PROBLEM
Your answer must be an exact copy of the records below, minus any images.

(Dataset entries)
════════════════════

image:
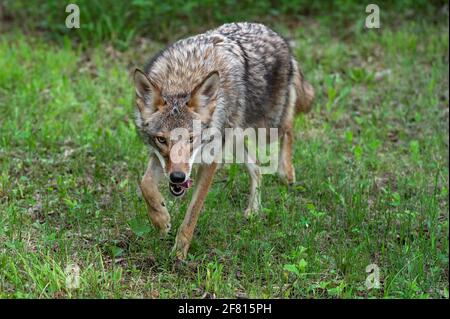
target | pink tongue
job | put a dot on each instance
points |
(187, 183)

════════════════════

ANSWER SECTION
image:
target | pink tongue
job | put a dot on each instance
points |
(187, 183)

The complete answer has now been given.